--- Data for review Enclosed Below ---

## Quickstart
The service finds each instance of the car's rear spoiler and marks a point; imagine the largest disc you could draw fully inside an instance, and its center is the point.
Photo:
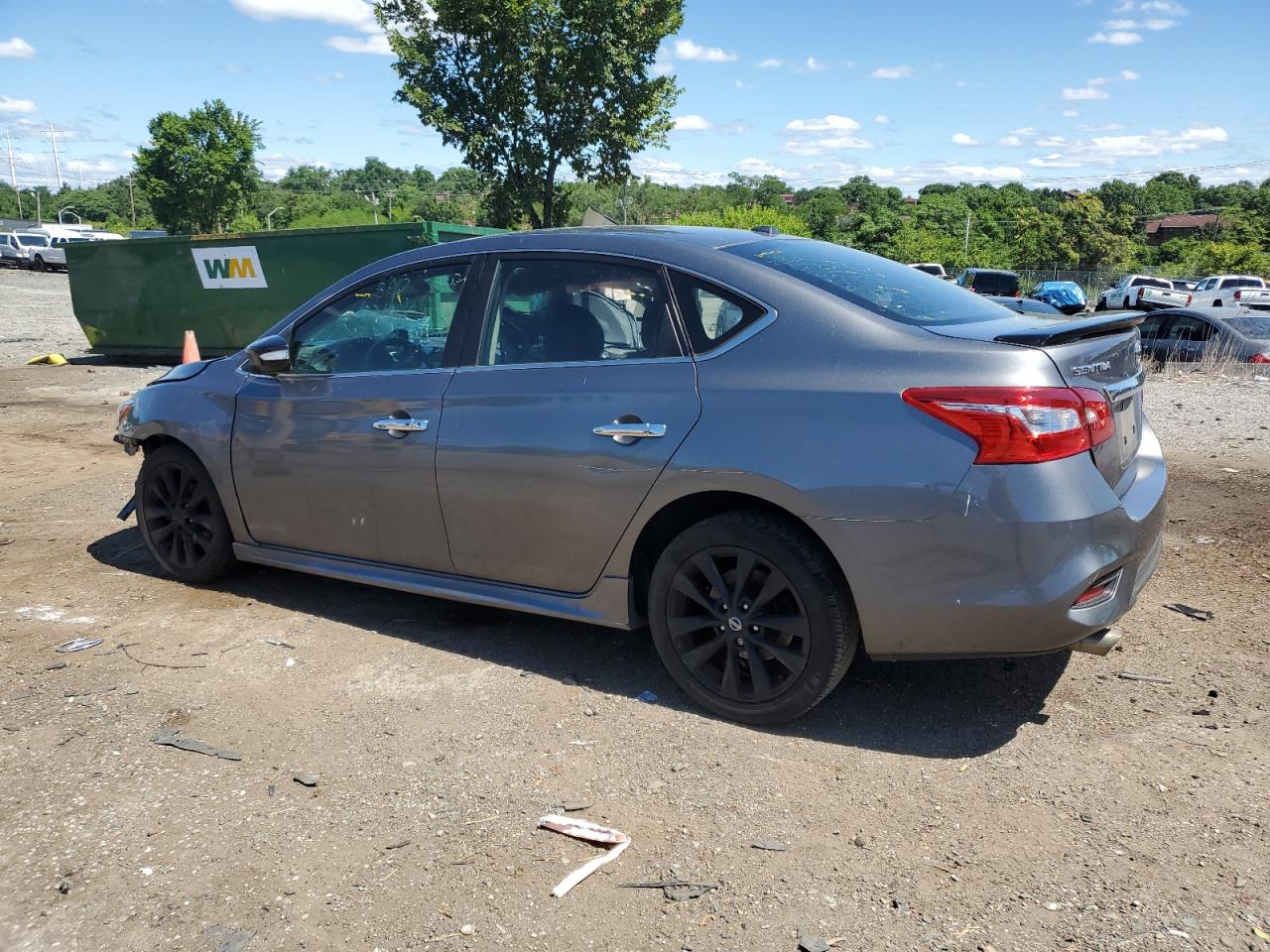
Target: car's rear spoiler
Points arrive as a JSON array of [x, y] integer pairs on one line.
[[1066, 331]]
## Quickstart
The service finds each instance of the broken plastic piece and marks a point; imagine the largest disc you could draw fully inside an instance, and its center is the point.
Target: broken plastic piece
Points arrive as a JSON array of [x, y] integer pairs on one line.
[[77, 645], [590, 832], [1201, 615], [172, 738]]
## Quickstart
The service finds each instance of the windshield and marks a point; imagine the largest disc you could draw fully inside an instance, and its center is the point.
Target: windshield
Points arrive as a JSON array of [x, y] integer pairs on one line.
[[1255, 327], [875, 284]]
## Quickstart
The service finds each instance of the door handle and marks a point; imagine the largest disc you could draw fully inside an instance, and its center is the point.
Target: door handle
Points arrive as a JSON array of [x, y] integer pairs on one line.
[[400, 425], [630, 431]]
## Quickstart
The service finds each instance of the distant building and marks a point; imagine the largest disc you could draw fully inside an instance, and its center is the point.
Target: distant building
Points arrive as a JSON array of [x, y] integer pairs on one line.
[[1171, 226]]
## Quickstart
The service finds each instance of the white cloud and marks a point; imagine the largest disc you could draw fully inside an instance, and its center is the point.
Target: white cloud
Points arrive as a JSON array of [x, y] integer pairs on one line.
[[689, 50], [1055, 162], [693, 123], [902, 71], [1084, 93], [16, 107], [16, 49], [761, 167], [829, 123], [357, 14], [376, 45], [980, 173], [1116, 37]]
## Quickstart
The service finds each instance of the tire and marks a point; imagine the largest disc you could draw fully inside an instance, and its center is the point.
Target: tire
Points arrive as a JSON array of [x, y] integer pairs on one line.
[[181, 517], [802, 658]]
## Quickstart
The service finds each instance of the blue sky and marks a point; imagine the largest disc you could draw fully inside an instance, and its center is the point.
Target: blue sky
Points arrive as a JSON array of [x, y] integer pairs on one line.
[[910, 91]]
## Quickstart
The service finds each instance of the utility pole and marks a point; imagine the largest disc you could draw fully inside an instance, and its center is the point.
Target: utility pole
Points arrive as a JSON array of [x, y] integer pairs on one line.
[[13, 173], [58, 163]]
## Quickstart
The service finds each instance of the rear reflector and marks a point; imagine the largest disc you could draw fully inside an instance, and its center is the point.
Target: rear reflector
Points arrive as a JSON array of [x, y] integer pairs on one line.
[[1020, 424], [1100, 592]]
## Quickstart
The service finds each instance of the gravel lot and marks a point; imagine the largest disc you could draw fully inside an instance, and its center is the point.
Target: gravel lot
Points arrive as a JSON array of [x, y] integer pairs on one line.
[[1035, 803]]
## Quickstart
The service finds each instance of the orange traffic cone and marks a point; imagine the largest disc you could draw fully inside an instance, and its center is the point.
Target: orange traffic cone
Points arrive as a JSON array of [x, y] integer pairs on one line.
[[190, 352]]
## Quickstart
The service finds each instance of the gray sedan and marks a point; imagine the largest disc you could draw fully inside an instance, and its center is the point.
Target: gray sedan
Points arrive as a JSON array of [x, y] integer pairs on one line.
[[774, 452]]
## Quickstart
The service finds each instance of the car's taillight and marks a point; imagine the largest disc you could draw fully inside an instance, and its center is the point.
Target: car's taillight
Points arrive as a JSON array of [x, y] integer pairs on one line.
[[1020, 424]]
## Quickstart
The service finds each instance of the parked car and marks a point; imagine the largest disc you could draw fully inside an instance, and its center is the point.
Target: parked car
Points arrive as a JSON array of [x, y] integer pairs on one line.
[[1239, 334], [1141, 293], [931, 268], [1227, 290], [985, 281], [12, 253], [1067, 296], [1026, 304], [793, 451]]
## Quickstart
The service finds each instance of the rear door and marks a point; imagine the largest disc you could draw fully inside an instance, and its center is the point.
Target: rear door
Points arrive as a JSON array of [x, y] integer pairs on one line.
[[564, 414], [338, 454]]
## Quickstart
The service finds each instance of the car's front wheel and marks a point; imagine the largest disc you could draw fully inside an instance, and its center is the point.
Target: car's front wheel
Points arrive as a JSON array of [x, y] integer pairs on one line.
[[751, 617], [181, 517]]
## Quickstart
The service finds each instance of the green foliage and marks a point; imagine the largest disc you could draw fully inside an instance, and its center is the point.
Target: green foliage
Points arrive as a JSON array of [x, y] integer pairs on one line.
[[199, 169], [527, 87], [748, 217]]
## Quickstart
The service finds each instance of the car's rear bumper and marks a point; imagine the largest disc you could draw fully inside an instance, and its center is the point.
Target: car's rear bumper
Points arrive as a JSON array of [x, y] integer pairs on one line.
[[996, 572]]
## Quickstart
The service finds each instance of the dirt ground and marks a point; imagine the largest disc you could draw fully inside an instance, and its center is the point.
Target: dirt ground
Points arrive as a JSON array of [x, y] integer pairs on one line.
[[1040, 803]]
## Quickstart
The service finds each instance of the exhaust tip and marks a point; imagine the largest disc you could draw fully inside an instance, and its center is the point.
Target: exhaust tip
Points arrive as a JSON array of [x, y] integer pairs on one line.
[[1100, 643]]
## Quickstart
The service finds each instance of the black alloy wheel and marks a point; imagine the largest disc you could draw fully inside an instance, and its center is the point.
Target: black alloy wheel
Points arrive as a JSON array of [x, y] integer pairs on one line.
[[181, 516]]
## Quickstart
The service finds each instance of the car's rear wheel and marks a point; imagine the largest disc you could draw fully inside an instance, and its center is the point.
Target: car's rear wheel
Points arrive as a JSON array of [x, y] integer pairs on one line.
[[751, 617], [182, 518]]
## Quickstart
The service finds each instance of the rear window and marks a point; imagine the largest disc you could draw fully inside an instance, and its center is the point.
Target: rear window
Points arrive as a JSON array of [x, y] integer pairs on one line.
[[1255, 327], [992, 284], [878, 285]]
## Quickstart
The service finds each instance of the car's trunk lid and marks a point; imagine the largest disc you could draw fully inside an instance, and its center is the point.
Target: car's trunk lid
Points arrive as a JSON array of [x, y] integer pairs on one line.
[[1100, 352]]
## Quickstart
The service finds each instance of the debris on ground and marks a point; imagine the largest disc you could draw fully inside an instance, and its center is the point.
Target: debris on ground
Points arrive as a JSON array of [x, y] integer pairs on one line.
[[172, 738], [592, 833], [1147, 678], [77, 645], [1201, 615], [771, 844]]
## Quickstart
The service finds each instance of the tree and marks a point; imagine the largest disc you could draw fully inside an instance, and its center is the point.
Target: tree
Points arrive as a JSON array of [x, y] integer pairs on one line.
[[530, 86], [199, 169]]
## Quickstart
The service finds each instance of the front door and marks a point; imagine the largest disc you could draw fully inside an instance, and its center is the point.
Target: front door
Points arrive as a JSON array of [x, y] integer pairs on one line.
[[575, 400], [338, 454]]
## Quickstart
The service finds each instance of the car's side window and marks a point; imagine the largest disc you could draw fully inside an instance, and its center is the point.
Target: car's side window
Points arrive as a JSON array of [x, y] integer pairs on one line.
[[397, 322], [570, 309], [710, 313]]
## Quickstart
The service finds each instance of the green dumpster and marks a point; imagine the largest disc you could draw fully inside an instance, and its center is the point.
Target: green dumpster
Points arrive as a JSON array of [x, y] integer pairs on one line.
[[137, 298]]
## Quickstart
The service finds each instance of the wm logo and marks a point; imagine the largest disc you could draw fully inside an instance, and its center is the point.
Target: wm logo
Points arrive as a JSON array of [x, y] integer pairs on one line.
[[221, 268]]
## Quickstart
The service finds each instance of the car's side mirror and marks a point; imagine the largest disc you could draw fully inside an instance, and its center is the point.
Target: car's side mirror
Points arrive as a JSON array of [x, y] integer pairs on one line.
[[270, 354]]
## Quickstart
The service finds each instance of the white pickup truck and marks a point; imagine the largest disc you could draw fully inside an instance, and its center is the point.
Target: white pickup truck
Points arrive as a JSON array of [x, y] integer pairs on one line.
[[1230, 291], [1141, 293]]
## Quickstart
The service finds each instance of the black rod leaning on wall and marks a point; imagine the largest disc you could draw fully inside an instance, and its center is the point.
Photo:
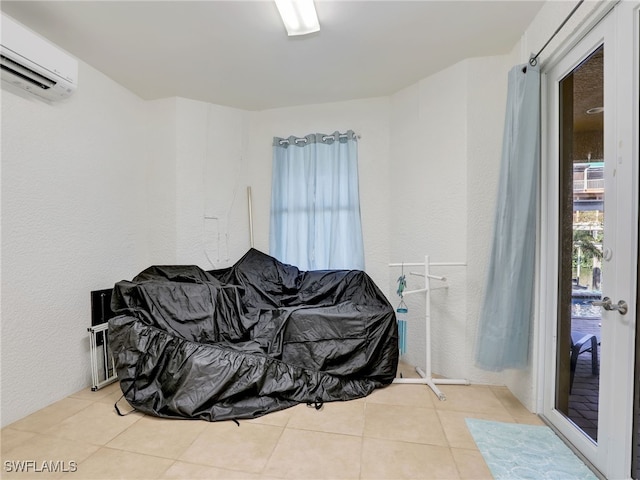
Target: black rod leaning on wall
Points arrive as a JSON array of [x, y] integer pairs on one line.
[[533, 61]]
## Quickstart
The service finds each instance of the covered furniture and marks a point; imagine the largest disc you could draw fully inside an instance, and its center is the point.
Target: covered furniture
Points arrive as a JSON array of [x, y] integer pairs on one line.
[[251, 339]]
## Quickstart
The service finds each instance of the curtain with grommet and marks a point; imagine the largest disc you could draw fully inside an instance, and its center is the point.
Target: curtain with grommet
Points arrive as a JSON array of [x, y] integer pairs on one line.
[[504, 326], [315, 204]]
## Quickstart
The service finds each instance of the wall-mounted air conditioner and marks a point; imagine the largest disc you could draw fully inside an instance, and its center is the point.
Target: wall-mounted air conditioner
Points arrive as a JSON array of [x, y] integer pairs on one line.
[[33, 64]]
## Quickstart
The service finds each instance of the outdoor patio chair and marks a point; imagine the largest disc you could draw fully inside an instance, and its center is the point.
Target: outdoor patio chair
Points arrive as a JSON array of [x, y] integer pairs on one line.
[[580, 343]]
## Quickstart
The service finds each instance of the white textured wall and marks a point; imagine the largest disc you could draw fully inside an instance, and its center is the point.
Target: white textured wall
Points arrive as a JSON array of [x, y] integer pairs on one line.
[[73, 220], [160, 181], [447, 137], [211, 181], [428, 205]]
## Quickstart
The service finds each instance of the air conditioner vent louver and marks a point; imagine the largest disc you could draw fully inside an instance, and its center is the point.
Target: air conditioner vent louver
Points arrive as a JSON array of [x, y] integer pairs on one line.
[[25, 73], [31, 63]]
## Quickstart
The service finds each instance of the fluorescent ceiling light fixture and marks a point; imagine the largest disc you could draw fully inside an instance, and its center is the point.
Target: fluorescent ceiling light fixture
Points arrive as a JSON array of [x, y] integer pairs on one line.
[[299, 16]]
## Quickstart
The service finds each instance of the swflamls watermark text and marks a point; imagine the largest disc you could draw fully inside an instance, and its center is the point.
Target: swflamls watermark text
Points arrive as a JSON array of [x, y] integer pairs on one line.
[[40, 466]]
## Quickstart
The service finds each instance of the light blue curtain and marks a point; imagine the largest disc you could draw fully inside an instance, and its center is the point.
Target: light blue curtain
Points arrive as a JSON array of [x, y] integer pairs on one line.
[[315, 204], [504, 326]]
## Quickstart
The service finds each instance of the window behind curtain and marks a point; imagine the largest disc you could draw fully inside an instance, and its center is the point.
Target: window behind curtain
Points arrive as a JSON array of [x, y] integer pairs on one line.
[[315, 205]]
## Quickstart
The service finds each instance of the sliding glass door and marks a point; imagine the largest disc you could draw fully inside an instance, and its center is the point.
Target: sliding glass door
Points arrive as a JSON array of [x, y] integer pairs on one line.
[[590, 227]]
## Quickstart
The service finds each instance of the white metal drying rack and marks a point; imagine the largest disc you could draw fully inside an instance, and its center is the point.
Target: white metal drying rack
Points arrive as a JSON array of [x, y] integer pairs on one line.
[[426, 378]]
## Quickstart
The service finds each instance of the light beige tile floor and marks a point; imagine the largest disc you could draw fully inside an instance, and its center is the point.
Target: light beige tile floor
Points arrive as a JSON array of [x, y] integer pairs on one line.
[[401, 431]]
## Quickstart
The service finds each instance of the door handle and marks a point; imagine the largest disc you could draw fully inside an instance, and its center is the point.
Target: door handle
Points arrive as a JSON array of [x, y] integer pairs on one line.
[[608, 305]]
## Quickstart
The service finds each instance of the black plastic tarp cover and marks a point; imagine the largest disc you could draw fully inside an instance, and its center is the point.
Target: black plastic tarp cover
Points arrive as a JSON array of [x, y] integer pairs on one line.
[[251, 339]]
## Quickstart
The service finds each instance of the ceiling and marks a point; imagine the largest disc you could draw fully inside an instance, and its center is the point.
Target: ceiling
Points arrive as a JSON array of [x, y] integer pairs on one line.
[[237, 53]]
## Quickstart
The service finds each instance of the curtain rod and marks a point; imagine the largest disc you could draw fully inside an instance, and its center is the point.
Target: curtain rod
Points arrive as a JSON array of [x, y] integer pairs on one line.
[[533, 61], [324, 138]]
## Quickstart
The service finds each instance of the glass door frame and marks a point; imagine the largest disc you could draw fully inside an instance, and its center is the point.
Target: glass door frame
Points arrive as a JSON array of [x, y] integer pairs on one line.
[[612, 454]]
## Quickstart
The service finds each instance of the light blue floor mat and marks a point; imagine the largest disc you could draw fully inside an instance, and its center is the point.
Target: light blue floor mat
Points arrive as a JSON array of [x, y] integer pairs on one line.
[[515, 451]]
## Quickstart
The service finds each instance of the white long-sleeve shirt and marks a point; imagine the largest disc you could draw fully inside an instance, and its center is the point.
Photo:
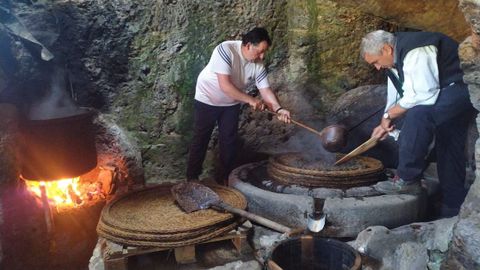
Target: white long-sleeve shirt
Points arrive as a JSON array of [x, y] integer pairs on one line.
[[421, 84]]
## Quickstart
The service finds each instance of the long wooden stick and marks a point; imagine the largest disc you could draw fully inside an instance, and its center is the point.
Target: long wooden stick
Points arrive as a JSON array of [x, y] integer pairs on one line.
[[299, 124], [251, 216], [357, 151]]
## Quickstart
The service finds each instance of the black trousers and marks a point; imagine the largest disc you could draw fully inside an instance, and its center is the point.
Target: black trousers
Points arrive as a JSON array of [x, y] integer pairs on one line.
[[205, 119], [446, 122]]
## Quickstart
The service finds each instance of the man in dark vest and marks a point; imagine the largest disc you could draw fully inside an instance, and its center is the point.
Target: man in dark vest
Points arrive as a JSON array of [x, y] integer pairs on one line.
[[426, 90]]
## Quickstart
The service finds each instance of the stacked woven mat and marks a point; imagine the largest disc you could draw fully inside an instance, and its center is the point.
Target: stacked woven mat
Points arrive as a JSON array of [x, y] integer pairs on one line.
[[295, 169], [151, 218]]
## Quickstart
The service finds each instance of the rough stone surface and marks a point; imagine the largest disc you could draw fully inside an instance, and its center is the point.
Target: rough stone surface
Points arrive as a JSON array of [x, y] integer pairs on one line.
[[465, 249], [346, 217], [117, 150]]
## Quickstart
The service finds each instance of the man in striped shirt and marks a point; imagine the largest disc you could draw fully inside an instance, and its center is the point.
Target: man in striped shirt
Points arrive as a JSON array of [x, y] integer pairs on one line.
[[233, 67], [426, 90]]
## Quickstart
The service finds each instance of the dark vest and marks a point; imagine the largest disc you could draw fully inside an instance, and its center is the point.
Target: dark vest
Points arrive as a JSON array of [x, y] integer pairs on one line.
[[447, 54]]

--- End of Enclosed Data for review ---

### Instructions for the task
All lines above that include the word "tire" must be copied into the answer.

### Exercise output
The service finds each instance of the tire and marks a point; imagine the largest disc you could draw fully inside an instance, and its center is the point.
Target: tire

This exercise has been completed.